* begin Exercise input *
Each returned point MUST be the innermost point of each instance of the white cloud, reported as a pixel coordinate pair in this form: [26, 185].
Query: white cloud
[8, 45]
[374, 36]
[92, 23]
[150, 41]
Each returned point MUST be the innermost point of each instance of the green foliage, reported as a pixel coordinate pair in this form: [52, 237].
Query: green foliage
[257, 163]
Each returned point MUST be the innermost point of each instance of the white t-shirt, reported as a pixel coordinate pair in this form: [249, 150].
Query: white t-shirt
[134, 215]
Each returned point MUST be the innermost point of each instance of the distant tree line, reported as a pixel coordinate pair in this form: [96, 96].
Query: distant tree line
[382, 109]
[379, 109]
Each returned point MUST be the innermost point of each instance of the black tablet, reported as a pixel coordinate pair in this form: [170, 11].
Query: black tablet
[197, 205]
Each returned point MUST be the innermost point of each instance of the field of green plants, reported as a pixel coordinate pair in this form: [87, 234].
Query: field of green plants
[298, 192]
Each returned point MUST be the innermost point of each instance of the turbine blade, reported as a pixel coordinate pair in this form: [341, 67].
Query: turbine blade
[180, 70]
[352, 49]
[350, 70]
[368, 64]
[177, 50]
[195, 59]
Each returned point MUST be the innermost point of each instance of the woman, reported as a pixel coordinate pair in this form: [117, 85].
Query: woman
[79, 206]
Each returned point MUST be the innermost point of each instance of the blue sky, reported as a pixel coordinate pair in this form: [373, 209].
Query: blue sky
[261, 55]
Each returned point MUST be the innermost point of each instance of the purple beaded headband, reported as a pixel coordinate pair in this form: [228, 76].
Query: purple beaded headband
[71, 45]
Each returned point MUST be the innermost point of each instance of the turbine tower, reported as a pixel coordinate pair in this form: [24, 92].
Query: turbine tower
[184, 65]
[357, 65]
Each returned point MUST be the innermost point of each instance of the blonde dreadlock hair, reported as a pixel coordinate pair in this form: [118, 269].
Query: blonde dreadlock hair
* end Exercise input *
Stated goal: Retype the lines of the items word for word, beginning at the line that contains "form: [118, 269]." and continuing through the end of the items.

In response:
Each returned point MUST be the innermost point of each instance of the blonde dreadlock hair, reported as a pixel coordinate pair in this form: [118, 269].
Query: blonde dreadlock hair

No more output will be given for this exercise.